WHAT TO WORK ON:
Copy every entry word for word. Skip the pictures.

[Stored data entries]
════════
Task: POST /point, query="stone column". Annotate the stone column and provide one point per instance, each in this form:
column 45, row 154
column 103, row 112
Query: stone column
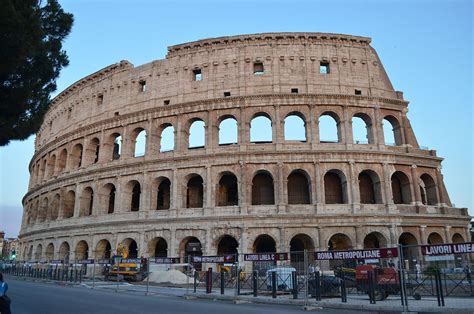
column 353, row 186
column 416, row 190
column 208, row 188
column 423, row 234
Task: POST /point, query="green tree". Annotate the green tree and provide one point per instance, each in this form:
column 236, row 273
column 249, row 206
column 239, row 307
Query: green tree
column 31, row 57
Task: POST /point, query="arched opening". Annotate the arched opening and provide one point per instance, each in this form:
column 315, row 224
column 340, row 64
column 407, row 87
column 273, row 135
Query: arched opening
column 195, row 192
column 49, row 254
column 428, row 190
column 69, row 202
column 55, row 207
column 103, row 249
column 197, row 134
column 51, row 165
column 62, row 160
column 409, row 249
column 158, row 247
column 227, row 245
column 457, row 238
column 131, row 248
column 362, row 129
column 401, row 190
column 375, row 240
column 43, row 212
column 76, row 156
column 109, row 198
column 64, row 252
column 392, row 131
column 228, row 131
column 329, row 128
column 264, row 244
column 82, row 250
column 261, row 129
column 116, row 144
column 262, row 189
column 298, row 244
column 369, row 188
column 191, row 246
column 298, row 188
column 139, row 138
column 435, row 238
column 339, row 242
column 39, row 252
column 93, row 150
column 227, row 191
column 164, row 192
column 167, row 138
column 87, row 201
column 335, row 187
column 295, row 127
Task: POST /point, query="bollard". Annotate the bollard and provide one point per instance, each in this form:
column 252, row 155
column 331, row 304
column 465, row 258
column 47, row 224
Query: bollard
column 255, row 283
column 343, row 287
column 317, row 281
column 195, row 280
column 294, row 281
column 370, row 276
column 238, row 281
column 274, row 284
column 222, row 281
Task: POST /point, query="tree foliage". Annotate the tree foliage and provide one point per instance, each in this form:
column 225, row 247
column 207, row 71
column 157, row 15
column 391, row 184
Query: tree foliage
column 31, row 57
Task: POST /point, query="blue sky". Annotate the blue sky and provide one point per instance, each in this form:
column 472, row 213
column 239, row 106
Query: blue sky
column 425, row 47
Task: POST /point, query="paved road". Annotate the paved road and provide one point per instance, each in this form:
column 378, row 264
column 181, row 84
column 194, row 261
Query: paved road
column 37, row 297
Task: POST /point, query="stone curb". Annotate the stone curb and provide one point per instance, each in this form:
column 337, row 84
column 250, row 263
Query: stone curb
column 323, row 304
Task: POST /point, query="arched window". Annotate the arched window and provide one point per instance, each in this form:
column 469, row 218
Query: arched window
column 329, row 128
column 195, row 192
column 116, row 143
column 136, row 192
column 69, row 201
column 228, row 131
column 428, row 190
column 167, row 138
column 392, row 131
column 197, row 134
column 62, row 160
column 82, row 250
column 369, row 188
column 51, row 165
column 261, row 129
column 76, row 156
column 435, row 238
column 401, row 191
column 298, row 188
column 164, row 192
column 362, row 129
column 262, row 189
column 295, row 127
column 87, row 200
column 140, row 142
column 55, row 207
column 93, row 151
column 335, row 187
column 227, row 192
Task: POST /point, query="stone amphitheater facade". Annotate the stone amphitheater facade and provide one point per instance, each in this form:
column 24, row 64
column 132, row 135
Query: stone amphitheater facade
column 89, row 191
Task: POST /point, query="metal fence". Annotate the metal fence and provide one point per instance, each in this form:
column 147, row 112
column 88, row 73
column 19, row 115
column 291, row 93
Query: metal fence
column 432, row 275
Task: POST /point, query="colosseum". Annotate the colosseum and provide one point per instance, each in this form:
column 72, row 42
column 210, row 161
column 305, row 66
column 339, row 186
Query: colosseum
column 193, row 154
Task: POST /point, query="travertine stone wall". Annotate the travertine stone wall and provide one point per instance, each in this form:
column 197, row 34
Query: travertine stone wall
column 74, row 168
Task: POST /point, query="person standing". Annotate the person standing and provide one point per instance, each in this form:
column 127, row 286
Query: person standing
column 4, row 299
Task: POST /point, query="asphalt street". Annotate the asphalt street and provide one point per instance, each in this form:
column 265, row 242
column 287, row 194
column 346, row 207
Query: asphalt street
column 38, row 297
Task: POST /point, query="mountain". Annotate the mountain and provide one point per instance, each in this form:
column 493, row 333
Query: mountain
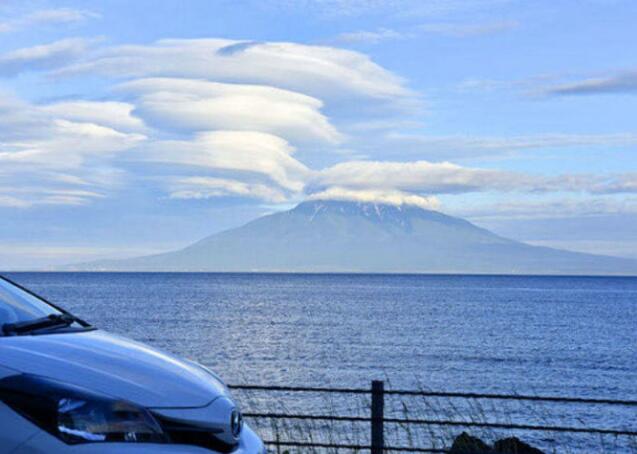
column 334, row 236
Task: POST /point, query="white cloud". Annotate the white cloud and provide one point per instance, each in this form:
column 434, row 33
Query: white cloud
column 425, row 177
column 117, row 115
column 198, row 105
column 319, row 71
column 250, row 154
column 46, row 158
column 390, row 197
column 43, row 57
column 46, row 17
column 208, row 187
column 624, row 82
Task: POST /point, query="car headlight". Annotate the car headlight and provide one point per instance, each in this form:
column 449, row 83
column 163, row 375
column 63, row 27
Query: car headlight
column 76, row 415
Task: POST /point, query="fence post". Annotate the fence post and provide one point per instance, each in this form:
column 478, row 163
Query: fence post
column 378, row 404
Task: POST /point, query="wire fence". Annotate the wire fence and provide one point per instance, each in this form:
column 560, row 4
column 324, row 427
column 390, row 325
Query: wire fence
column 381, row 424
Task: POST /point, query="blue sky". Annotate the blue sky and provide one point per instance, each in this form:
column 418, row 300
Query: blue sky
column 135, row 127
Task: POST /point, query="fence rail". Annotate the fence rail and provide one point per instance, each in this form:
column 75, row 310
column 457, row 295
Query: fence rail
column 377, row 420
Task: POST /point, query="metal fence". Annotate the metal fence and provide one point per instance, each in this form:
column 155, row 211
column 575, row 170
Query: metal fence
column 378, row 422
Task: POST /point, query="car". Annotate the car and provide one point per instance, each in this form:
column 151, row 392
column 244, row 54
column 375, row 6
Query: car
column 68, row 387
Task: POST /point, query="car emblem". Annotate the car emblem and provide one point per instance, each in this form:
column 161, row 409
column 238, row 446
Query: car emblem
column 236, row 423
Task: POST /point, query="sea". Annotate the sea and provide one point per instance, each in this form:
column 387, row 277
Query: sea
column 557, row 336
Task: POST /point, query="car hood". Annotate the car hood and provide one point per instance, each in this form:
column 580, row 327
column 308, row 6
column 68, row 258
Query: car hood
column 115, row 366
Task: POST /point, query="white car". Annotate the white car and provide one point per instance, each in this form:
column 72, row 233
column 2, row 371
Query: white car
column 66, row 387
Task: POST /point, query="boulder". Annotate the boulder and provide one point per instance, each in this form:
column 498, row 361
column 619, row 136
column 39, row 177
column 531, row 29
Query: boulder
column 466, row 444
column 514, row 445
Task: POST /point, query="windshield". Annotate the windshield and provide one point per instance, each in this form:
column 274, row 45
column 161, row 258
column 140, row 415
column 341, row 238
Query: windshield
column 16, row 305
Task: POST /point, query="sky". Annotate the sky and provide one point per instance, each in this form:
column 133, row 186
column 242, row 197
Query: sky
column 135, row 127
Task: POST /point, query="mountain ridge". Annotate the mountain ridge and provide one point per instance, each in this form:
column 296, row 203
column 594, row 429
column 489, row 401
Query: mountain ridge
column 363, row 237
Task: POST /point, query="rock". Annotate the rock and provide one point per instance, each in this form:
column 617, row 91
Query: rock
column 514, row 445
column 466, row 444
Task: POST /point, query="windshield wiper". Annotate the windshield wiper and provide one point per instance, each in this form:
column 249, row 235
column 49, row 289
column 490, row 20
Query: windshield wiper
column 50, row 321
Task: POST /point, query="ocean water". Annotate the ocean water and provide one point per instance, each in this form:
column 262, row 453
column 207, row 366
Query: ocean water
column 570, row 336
════════
TASK ANSWER:
Task: POST /point, query="stone column". Annotate the stone column and provide one point per instance, each in this form:
column 45, row 154
column 103, row 112
Query: stone column
column 353, row 186
column 416, row 190
column 208, row 188
column 423, row 234
Task: POST /point, query="green tree". Annotate the green tree and provide one point per instance, each in this form:
column 236, row 273
column 249, row 206
column 239, row 307
Query: green tree
column 31, row 57
Task: POST /point, query="arched opening". Annotate the arched opening and provide one point per instance, each in this form:
column 315, row 224
column 340, row 64
column 407, row 87
column 273, row 135
Query: arched opening
column 195, row 192
column 49, row 254
column 428, row 190
column 69, row 202
column 55, row 207
column 103, row 249
column 197, row 134
column 51, row 165
column 62, row 160
column 409, row 249
column 158, row 247
column 227, row 245
column 457, row 238
column 131, row 248
column 362, row 129
column 401, row 190
column 375, row 240
column 43, row 212
column 76, row 156
column 109, row 198
column 64, row 252
column 392, row 131
column 228, row 131
column 329, row 128
column 264, row 244
column 82, row 250
column 261, row 129
column 116, row 144
column 262, row 189
column 298, row 244
column 369, row 188
column 191, row 246
column 298, row 188
column 139, row 138
column 435, row 238
column 339, row 242
column 39, row 252
column 93, row 150
column 227, row 191
column 164, row 192
column 167, row 138
column 87, row 201
column 335, row 187
column 295, row 127
Task: POST /point, query="bollard". Annotate the bollard and provide one point per instance, each in this form:
column 252, row 155
column 331, row 304
column 465, row 258
column 47, row 224
Query: bollard
column 255, row 283
column 343, row 287
column 317, row 281
column 195, row 280
column 294, row 281
column 370, row 276
column 238, row 281
column 274, row 284
column 222, row 281
Task: POST /point, query="tree foliage". Annotate the tree foliage and provide one point per instance, each in this form:
column 225, row 247
column 207, row 71
column 157, row 15
column 391, row 184
Query: tree foliage
column 31, row 57
Task: POST /point, query="blue sky". Annotate the blue sky and provide one point per instance, each in this form:
column 472, row 213
column 239, row 106
Query: blue sky
column 425, row 47
Task: POST /point, query="paved road". Annotate the paved road and provide one point per instance, each in this form:
column 378, row 264
column 181, row 84
column 194, row 261
Query: paved road
column 37, row 297
Task: POST /point, query="stone curb". Annotate the stone curb and provide one point per instance, each in this form:
column 337, row 84
column 250, row 263
Query: stone curb
column 323, row 304
Task: POST /point, query="arched window". Annotate the arched window and provide one point per instance, each in this form:
column 469, row 218
Query: arched window
column 329, row 128
column 195, row 192
column 116, row 143
column 136, row 192
column 69, row 201
column 228, row 131
column 428, row 190
column 167, row 138
column 392, row 131
column 197, row 134
column 62, row 160
column 82, row 250
column 369, row 188
column 51, row 165
column 261, row 129
column 76, row 156
column 435, row 238
column 401, row 191
column 298, row 188
column 164, row 192
column 362, row 129
column 262, row 189
column 295, row 127
column 87, row 200
column 140, row 142
column 55, row 207
column 93, row 151
column 335, row 187
column 227, row 192
Task: POST /point, query="stone amphitheater facade". Annotate the stone amphitheater facade and provide one point per instance, each in this form:
column 24, row 64
column 132, row 135
Query: stone amphitheater facade
column 89, row 191
Task: POST /point, query="metal fence". Annotate the metal fence and provide one point per instance, each in this form:
column 147, row 112
column 88, row 73
column 19, row 115
column 291, row 93
Query: metal fence
column 432, row 275
Task: POST /point, query="colosseum". Annotate the colosseum and provide one point per instance, each in this form:
column 72, row 42
column 210, row 161
column 305, row 66
column 339, row 186
Query: colosseum
column 193, row 154
Task: POST /point, query="travertine stone wall". Annotate the travertine stone wall and provide one point per instance, each in this form:
column 197, row 34
Query: travertine stone wall
column 74, row 168
Task: POST /point, query="person standing". Annotate the person standing and provide one point per instance, each in this form:
column 127, row 286
Query: person standing
column 4, row 299
Task: POST /point, query="asphalt street". Annotate the asphalt street and provide one point per instance, each in this form:
column 265, row 242
column 287, row 194
column 346, row 207
Query: asphalt street
column 38, row 297
Task: POST /point, query="mountain". Annotate the mountain and provide one point per instance, each in this form:
column 493, row 333
Query: mountain
column 334, row 236
Task: POST /point, query="white cloud". Annotate the white cloud and provide one point per instance, each in this form:
column 434, row 33
Query: white cloud
column 425, row 177
column 117, row 115
column 198, row 105
column 319, row 71
column 250, row 154
column 46, row 158
column 390, row 197
column 43, row 57
column 46, row 17
column 208, row 187
column 624, row 82
Task: POST /point, query="car headlight". Annotate the car headlight and provide one point per instance, each in this form:
column 449, row 83
column 163, row 375
column 63, row 27
Query: car headlight
column 76, row 415
Task: POST /point, query="fence post". Annotate the fence post and provide one point per instance, each in this form:
column 478, row 163
Query: fence post
column 378, row 404
Task: POST /point, query="wire fence". Annotate the wire fence and provide one point per instance, each in this form:
column 560, row 4
column 324, row 427
column 390, row 325
Query: wire fence
column 381, row 424
Task: POST /point, query="blue sky". Annotate the blue sky and provide one point per instance, each in this form:
column 418, row 300
Query: blue sky
column 135, row 127
Task: POST /point, query="fence rail". Annotate the fence rail and provide one point per instance, each in this form:
column 75, row 310
column 457, row 295
Query: fence rail
column 377, row 420
Task: POST /point, query="metal fence". Annotate the metal fence and provide one point per instance, each in this form:
column 155, row 211
column 575, row 170
Query: metal fence
column 378, row 422
Task: POST /point, query="car". Annotate the car and provide one point per instance, each in this form:
column 151, row 392
column 244, row 54
column 375, row 6
Query: car
column 68, row 387
Task: POST /point, query="car emblem". Annotate the car emblem and provide one point per instance, each in this form:
column 161, row 409
column 238, row 446
Query: car emblem
column 236, row 423
Task: POST /point, query="sea". Annotate the sea and provide one point per instance, each in this form:
column 387, row 277
Query: sea
column 557, row 336
Task: POST /point, query="car hood". Annotate the car hood and provide one point per instance, each in this form:
column 580, row 327
column 308, row 6
column 68, row 258
Query: car hood
column 115, row 366
Task: POST /point, query="white car". Annotate the white car and provide one point per instance, each in this form:
column 72, row 233
column 2, row 371
Query: white car
column 66, row 387
Task: POST /point, query="boulder". Annotate the boulder and provide one point per instance, each in this form:
column 498, row 361
column 619, row 136
column 39, row 177
column 531, row 29
Query: boulder
column 466, row 444
column 514, row 445
Task: POST /point, query="windshield". Annotate the windshield and provide one point per instance, each in this form:
column 274, row 45
column 161, row 258
column 140, row 415
column 341, row 238
Query: windshield
column 16, row 305
Task: POST /point, query="sky". Annotate the sky and provide one point per instance, each in this form:
column 133, row 186
column 242, row 197
Query: sky
column 135, row 127
Task: POST /point, query="mountain ridge". Annotate the mountain ridge and provide one point per instance, each in this form:
column 296, row 203
column 594, row 429
column 489, row 401
Query: mountain ridge
column 363, row 237
Task: POST /point, query="rock". Annotate the rock and provide one point per instance, each in this form:
column 617, row 91
Query: rock
column 514, row 445
column 466, row 444
Task: POST /point, query="windshield wiper". Annotate the windshield wiper and provide one point per instance, each in this form:
column 249, row 235
column 49, row 289
column 490, row 20
Query: windshield wiper
column 50, row 321
Task: POST /point, query="ocean water". Annotate the ocean water and provide one point per instance, each in this form:
column 262, row 453
column 207, row 366
Query: ocean water
column 570, row 336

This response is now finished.